→ **GIVEN RECORDS**:
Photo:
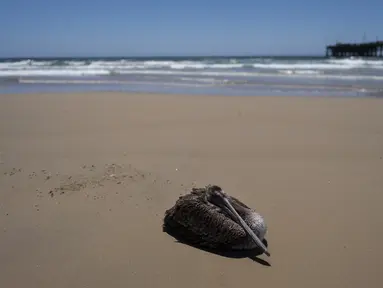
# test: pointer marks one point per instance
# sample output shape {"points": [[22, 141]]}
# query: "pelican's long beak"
{"points": [[246, 227]]}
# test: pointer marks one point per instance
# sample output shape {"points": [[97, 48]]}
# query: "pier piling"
{"points": [[367, 49]]}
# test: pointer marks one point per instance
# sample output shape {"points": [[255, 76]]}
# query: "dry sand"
{"points": [[85, 180]]}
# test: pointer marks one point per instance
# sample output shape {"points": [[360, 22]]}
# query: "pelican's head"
{"points": [[216, 196]]}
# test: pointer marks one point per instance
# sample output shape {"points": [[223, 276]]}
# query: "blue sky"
{"points": [[175, 27]]}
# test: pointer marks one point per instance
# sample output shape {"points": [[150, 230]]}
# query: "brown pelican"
{"points": [[210, 218]]}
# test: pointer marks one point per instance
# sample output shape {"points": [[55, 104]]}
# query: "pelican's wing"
{"points": [[202, 223]]}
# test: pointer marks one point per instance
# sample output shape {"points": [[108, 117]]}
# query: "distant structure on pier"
{"points": [[368, 49]]}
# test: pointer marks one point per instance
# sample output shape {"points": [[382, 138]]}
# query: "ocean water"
{"points": [[251, 76]]}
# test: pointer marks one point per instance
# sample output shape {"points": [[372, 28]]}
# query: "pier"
{"points": [[368, 49]]}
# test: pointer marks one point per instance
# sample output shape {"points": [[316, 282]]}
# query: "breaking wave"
{"points": [[241, 66]]}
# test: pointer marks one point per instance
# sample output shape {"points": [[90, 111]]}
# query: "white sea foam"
{"points": [[251, 67]]}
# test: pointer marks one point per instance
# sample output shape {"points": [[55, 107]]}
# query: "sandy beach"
{"points": [[86, 178]]}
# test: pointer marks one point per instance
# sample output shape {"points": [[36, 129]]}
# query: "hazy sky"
{"points": [[176, 27]]}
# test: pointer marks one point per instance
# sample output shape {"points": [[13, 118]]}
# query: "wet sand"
{"points": [[85, 180]]}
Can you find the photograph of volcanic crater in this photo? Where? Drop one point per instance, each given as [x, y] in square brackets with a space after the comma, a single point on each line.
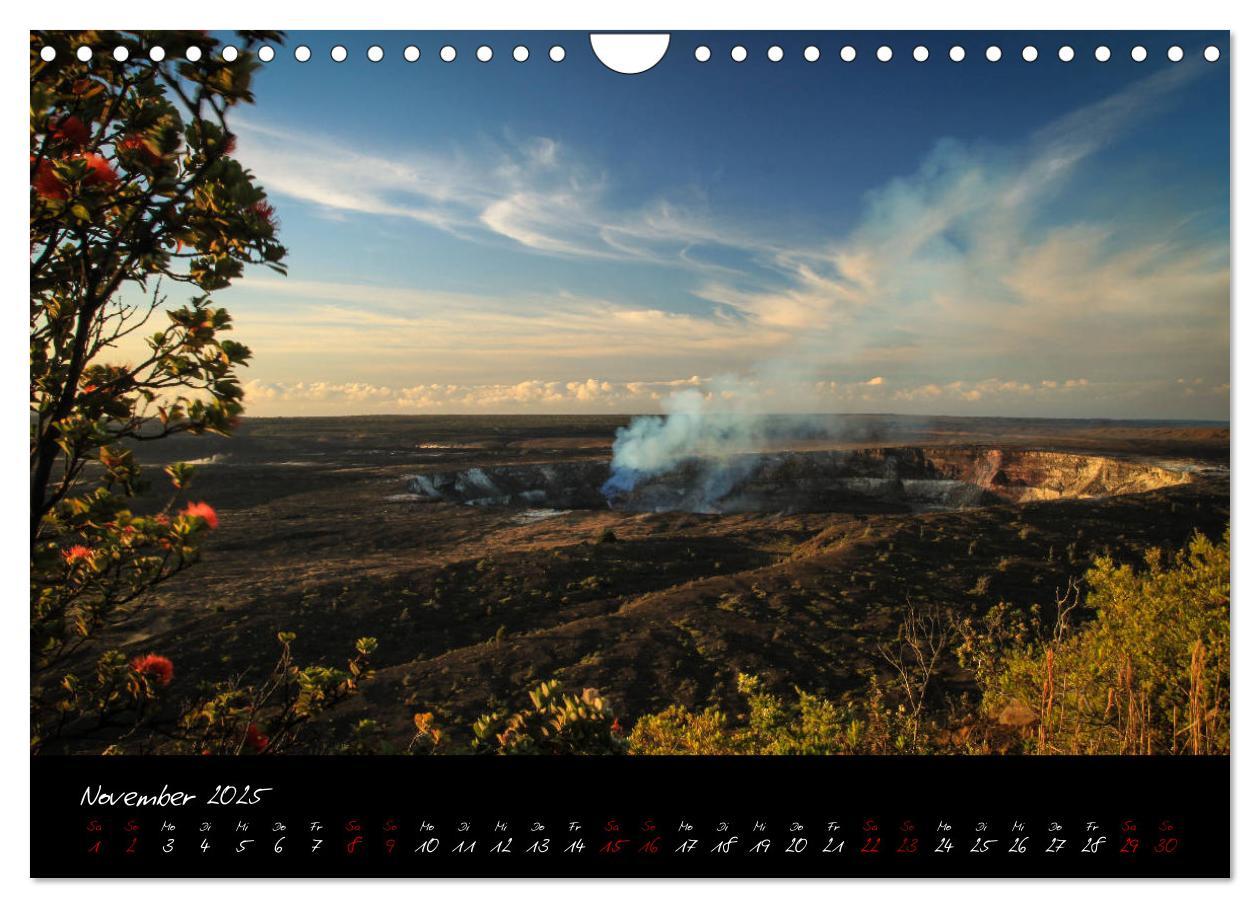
[507, 404]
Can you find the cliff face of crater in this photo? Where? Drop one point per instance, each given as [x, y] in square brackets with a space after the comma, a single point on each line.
[902, 479]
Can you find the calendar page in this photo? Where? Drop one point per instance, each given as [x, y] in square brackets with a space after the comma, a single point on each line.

→ **WHAT IS EXPECTED**: Exactly as written, reproduce all of the entries while dropping the pictures.

→ **FINISHED TASK**:
Photo:
# test: pointer marks one point per instance
# sample output shape {"points": [[22, 141]]}
# query: "pelican's long beak"
{"points": [[246, 227]]}
# test: pointer marks one point per instance
# sample output shape {"points": [[97, 48]]}
# query: "pier piling"
{"points": [[367, 49]]}
# test: pointer marks one point per instance
# sample output shape {"points": [[255, 76]]}
# query: "dry sand"
{"points": [[85, 180]]}
# test: pointer marks one point per instance
# sample output shape {"points": [[360, 22]]}
# query: "pelican's head"
{"points": [[216, 196]]}
# test: pointer marks one point per instance
# sample output shape {"points": [[223, 276]]}
# query: "blue sky"
{"points": [[175, 27]]}
# test: pointer marks one point per instance
# sample output shape {"points": [[150, 230]]}
# query: "brown pelican"
{"points": [[210, 218]]}
# test: pointer marks one point per instance
# sample output shape {"points": [[55, 104]]}
# query: "pelican's wing"
{"points": [[202, 223]]}
# test: pointer marks one point per instance
# sample output shape {"points": [[108, 117]]}
# query: "distant structure on pier"
{"points": [[368, 49]]}
# test: pointer marks one point per instance
# sample output shape {"points": [[382, 138]]}
# query: "ocean water"
{"points": [[251, 76]]}
# test: pointer marks one point per instance
# sample output shape {"points": [[372, 28]]}
# query: "pier"
{"points": [[368, 49]]}
# test: pointer marks one point per instance
# sample output shape {"points": [[316, 282]]}
# query: "breaking wave"
{"points": [[241, 66]]}
# test: pointer marks one point per instance
# sample output shape {"points": [[90, 111]]}
# query: "white sea foam"
{"points": [[251, 67]]}
# test: pointer marks one point per instance
# sample output shape {"points": [[55, 107]]}
# query: "sandy beach"
{"points": [[86, 178]]}
# test: pointer marks one point per instance
# sample output shape {"points": [[36, 129]]}
# query: "hazy sky"
{"points": [[176, 27]]}
# test: pointer marks one point per instance
# sample output shape {"points": [[13, 118]]}
# query: "wet sand"
{"points": [[85, 180]]}
Can you find the photograph of volcanic crater in this photo? Where? Drop one point per instance, each given as [x, y] in square brackets with a space after the comma, a single point on each line.
[507, 404]
Can you find the cliff face of crater in this photo? Where? Drop one point per instance, each given as [x, y] in square brackets with a space after the comma, a single point on each line.
[902, 479]
Can you find the calendar page in this photo? Where? Drop one point per instance, each given as [x, y] in square brackets with a space after the comma, a single point on each line.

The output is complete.